KUTIPAN DOKUMEN

● ● ● ● ● ● ●

Pada Pasal 27, dalam rangka penyelenggaraan rekening Pemerintah Daerah,
Pejabat Pengelola Keuangan Daerah membuka Rekening Kas Umum Daerah pada bank
yang ditentukan oleh gubernur/bupati/walikota. Dalam pelaksanaan operasional
Penerimaan dan Pengeluaran Daerah, Bendahara Umum Daerah dapat membuka Rekening
Penerimaan dan Rekening Pengeluaran pada bank yang ditetapkan oleh
gubernur/bupati/walikota. Rekening Penerimaan digunakan untuk menampung
Penerimaan Daerah setiap hari dimana saldo Rekening Penerimaan setiap akhir
hari kerja wajib disetorkan seluruhnya ke Rekening Kas Umum Daerah. Rekening
Pengeluaran pada bank diisi dengan dana yang bersumber dari Rekening Kas Umum
Daerah dan jumlah dana yang disediakan pada Rekening Pengeluaran disesuaikan
dengan rencana pengeluaran untuk membiayai kegiatan pemerintahan yang telah
ditetapkan dalam APBD.
Pada Pasal 28, pokok-pokok mengenai pengelolaan uang negara/daerah diatur
dengan peraturan pemerintah setelah dilakukan konsultasi dengan bank sentral
yang pedoman lebih lanjut mengenainya ditetapkan oleh Menteri Keuangan selaku
Bendahara Umum Negara. Sedangkan pelaksanaan ketentuan yang berkaitan dengan
pengelolaan uang daerah selanjutnya diatur dengan peraturan daerah.

● ● ● ● ● ● ●

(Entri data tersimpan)

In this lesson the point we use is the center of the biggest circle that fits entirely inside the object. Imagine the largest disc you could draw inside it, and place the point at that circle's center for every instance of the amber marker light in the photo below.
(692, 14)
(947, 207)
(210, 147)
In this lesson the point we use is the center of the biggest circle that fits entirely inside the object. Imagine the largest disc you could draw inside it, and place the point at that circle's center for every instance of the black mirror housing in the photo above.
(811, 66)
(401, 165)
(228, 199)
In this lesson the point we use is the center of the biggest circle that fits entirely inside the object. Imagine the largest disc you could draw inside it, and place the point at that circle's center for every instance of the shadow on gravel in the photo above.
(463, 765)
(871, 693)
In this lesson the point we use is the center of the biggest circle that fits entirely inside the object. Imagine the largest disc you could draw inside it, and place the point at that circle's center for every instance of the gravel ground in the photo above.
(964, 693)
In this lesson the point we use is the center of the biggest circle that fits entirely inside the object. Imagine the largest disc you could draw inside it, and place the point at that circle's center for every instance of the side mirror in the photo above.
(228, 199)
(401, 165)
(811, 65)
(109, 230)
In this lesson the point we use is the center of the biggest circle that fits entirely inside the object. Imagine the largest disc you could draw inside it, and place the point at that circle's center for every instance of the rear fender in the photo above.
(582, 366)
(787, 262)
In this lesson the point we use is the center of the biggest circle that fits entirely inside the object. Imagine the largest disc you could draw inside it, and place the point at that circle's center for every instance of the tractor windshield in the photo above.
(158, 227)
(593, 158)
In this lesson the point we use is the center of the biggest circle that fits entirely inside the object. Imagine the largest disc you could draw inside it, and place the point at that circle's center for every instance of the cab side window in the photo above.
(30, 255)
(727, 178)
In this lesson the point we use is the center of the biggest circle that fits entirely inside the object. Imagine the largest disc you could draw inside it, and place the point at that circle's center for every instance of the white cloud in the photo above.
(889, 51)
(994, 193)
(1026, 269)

● ● ● ● ● ● ●

INSTRUKSI TUGAS
Nyatakan apakah tiap pernyataan di bawah ini sesuai dengan kutipan dokumen tentang rekening kas daerah. Jawab ya atau tidak untuk setiap pernyataan, lalu sertakan kata-kata penentunya yang dikutip persis dari kutipan dokumen itu.
(a) Saldo Rekening Penerimaan wajib disetorkan seluruhnya ke Rekening Kas Umum Daerah pada setiap akhir hari kerja.
(b) Pedoman lebih lanjut tentang pengelolaan uang negara/daerah ditetapkan oleh bank sentral.
(c) Dana pada Rekening Pengeluaran berasal dari Rekening Kas Umum Daerah.

JAWABAN
(a) Ya. Kutipannya: "saldo Rekening Penerimaan setiap akhir hari kerja wajib disetorkan seluruhnya ke Rekening Kas Umum Daerah"
(b) Tidak. Kutipannya: "pedoman lebih lanjut mengenainya ditetapkan oleh Menteri Keuangan selaku Bendahara Umum Negara"
(c) Ya. Kutipannya: "Rekening Pengeluaran pada bank diisi dengan dana yang bersumber dari Rekening Kas Umum Daerah"